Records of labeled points

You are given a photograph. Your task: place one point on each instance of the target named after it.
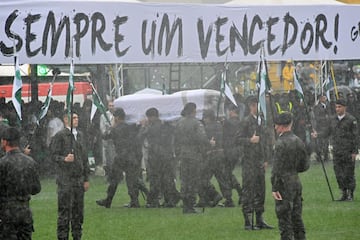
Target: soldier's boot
(260, 223)
(104, 203)
(344, 195)
(109, 196)
(229, 203)
(216, 200)
(249, 223)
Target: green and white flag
(97, 105)
(262, 86)
(45, 107)
(16, 92)
(69, 94)
(297, 86)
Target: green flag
(69, 95)
(262, 84)
(45, 107)
(16, 91)
(97, 105)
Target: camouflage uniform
(70, 178)
(214, 166)
(253, 172)
(125, 161)
(18, 180)
(161, 163)
(190, 139)
(232, 152)
(290, 157)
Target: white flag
(262, 90)
(298, 87)
(17, 85)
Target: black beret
(209, 113)
(152, 112)
(284, 118)
(11, 134)
(341, 102)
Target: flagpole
(100, 101)
(308, 120)
(333, 78)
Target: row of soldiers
(205, 149)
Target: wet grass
(324, 219)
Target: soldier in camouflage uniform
(344, 139)
(250, 137)
(290, 158)
(190, 139)
(124, 161)
(231, 149)
(161, 162)
(19, 180)
(72, 177)
(214, 165)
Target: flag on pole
(45, 107)
(262, 86)
(17, 86)
(225, 89)
(69, 95)
(97, 105)
(297, 86)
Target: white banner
(118, 32)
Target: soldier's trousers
(289, 210)
(253, 192)
(344, 168)
(16, 222)
(70, 211)
(190, 179)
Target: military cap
(119, 112)
(11, 134)
(152, 112)
(284, 118)
(188, 109)
(251, 100)
(341, 102)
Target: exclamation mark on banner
(336, 31)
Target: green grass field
(324, 219)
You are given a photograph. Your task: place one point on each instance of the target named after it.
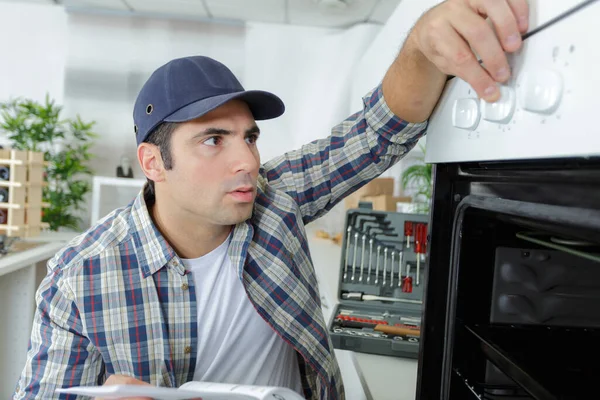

◆ EXERCISE DIRECTIONS
Copy every line of the listing above without any change, leaving out the pictures.

◆ ANSWER
You are given a photograph. Your task: place one point on each instance of the target named after it.
Target: soldier's boot
(260, 223)
(104, 203)
(344, 195)
(109, 196)
(229, 203)
(216, 200)
(249, 223)
Target: green and white flag
(97, 105)
(262, 86)
(45, 107)
(16, 92)
(69, 94)
(297, 86)
Target: green flag
(69, 95)
(262, 84)
(45, 107)
(16, 91)
(97, 105)
Target: camouflage uniform
(70, 178)
(214, 166)
(253, 172)
(125, 161)
(18, 180)
(161, 163)
(190, 139)
(232, 152)
(290, 157)
Target: white flag
(262, 90)
(298, 87)
(17, 85)
Target: black beret
(209, 113)
(152, 112)
(284, 118)
(11, 134)
(341, 102)
Target: flagpole
(100, 101)
(308, 120)
(333, 78)
Target: row of soldiers
(205, 149)
Target: wet grass
(324, 219)
Target: soldier in camouflage uniform
(344, 139)
(250, 137)
(290, 158)
(190, 139)
(124, 161)
(231, 149)
(161, 162)
(19, 180)
(72, 177)
(214, 165)
Target: flag on pole
(45, 107)
(262, 86)
(17, 86)
(225, 89)
(69, 95)
(97, 105)
(297, 86)
Target: white banner
(118, 32)
Target: soldier's trousers
(289, 210)
(253, 192)
(344, 168)
(16, 222)
(70, 211)
(190, 179)
Target: military cap
(119, 112)
(11, 134)
(152, 112)
(284, 118)
(188, 109)
(251, 100)
(341, 102)
Target: exclamation mark on banner
(336, 31)
Target: green grass field
(324, 219)
You are given a photograph. Your task: place one point on each instance of the target named after it.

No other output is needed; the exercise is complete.